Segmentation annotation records
%%

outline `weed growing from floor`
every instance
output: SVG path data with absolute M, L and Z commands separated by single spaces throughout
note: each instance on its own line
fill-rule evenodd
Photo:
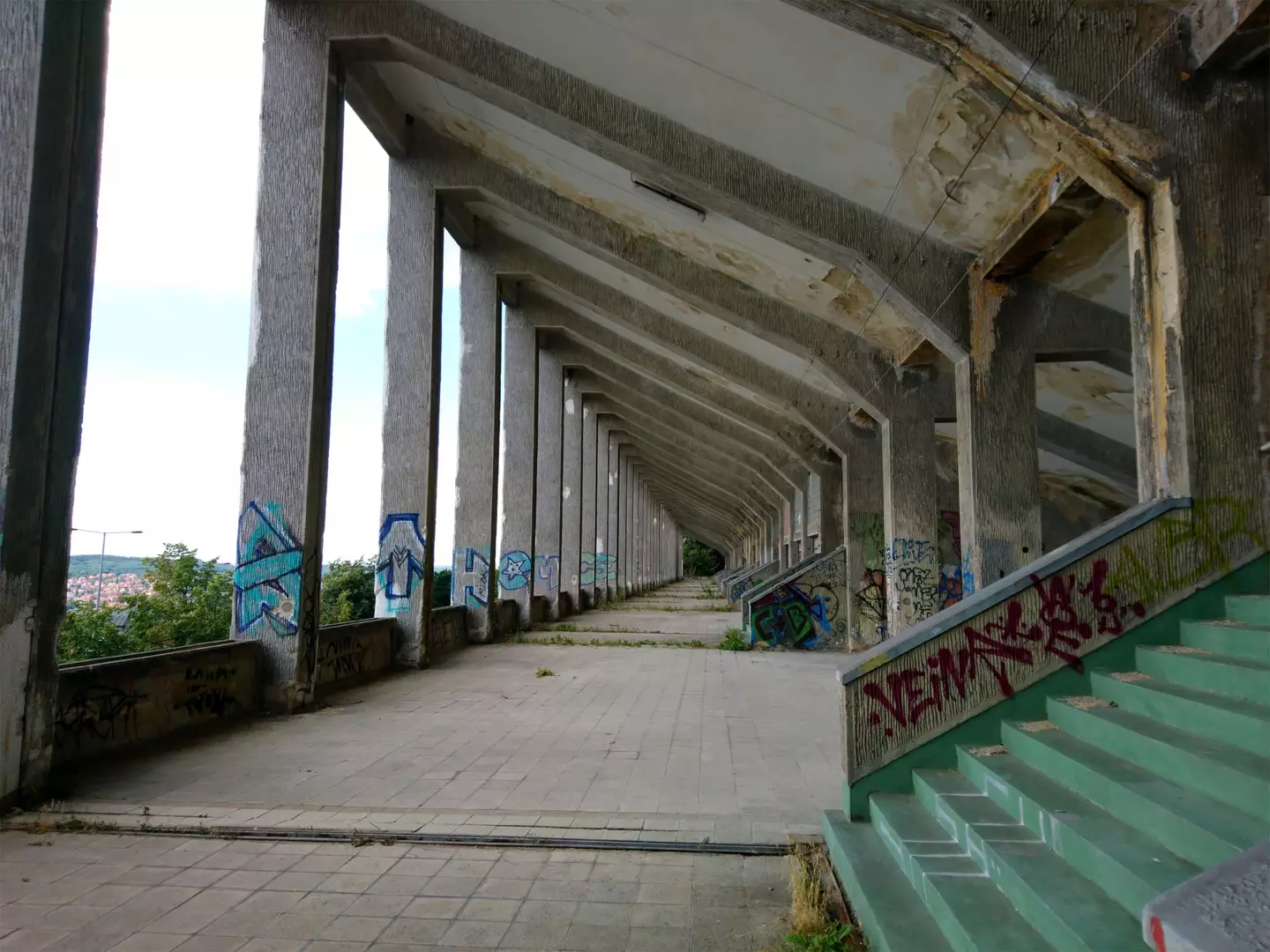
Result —
M 749 651 L 749 640 L 740 628 L 728 628 L 728 636 L 719 642 L 719 647 L 724 651 Z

%%

**GIVEN PROBLEM:**
Pull out every line above that contains the word "instance". Matches must have the same case.

**ANSWER IN FULL:**
every instance
note: each instance on its own line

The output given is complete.